▶ _To do_: In the listing below, change "kindly" to "please" everywhere it occurs and leave every other part as it is.

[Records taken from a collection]

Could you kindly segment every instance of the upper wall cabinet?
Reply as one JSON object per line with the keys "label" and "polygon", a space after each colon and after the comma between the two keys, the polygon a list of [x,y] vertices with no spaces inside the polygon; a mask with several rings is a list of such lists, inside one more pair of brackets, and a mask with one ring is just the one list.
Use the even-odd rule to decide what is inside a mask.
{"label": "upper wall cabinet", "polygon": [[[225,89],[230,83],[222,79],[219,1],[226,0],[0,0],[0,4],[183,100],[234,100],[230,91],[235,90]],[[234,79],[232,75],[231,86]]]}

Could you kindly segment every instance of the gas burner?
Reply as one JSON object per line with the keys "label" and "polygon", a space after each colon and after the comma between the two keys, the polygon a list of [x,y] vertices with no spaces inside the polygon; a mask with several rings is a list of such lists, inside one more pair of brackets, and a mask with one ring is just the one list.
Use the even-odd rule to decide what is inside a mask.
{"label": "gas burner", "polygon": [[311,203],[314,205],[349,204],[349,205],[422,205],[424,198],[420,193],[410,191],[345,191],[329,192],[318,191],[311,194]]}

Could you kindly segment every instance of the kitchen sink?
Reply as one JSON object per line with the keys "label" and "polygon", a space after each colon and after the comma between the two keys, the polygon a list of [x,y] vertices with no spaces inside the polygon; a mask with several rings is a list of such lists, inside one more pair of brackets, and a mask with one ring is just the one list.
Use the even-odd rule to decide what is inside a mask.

▶ _Task response_:
Could you please segment every instance of the upper wall cabinet?
Reply as one JSON object per line with the keys "label" and "polygon", a space after each colon and after the comma between the two keys, the polygon a list of [x,y] vertices with no spaces inside the polygon; a mask with several rings is a list of such lists, inside one more pair of brackets, and a mask with one ring is just the one list.
Use the even-odd rule to decide what is inside a mask.
{"label": "upper wall cabinet", "polygon": [[[225,89],[230,83],[222,79],[219,1],[226,0],[0,0],[0,4],[183,100],[234,100],[230,91],[235,90]],[[234,79],[232,75],[231,86]]]}

Could you please segment every instance of the gas burner?
Reply as one JSON object per line with the keys "label" and "polygon", a space after each colon and after the comma between the two keys, the polygon a list of [x,y] vertices with no spaces inside the polygon; a mask with several rings is a list of such lists, inside one more pair of brackets, and a mask with one ring is just the one list.
Use the even-odd rule to decide what is inside a mask.
{"label": "gas burner", "polygon": [[311,203],[314,205],[349,204],[349,205],[422,205],[424,198],[420,193],[410,191],[345,191],[329,192],[318,191],[311,194]]}

Could you please segment every instance of the kitchen sink?
Reply as one JSON object per line with the keys "label" and "polygon", a space after each colon and after the comma between the two keys, the polygon a list of [x,y] vertices with no spaces inside the polygon; a mask with several rings is a list of such lists, inside one more pair of brackets, and a mask with one ring is just the one list.
Use the even-odd rule to decide what is inside a mask.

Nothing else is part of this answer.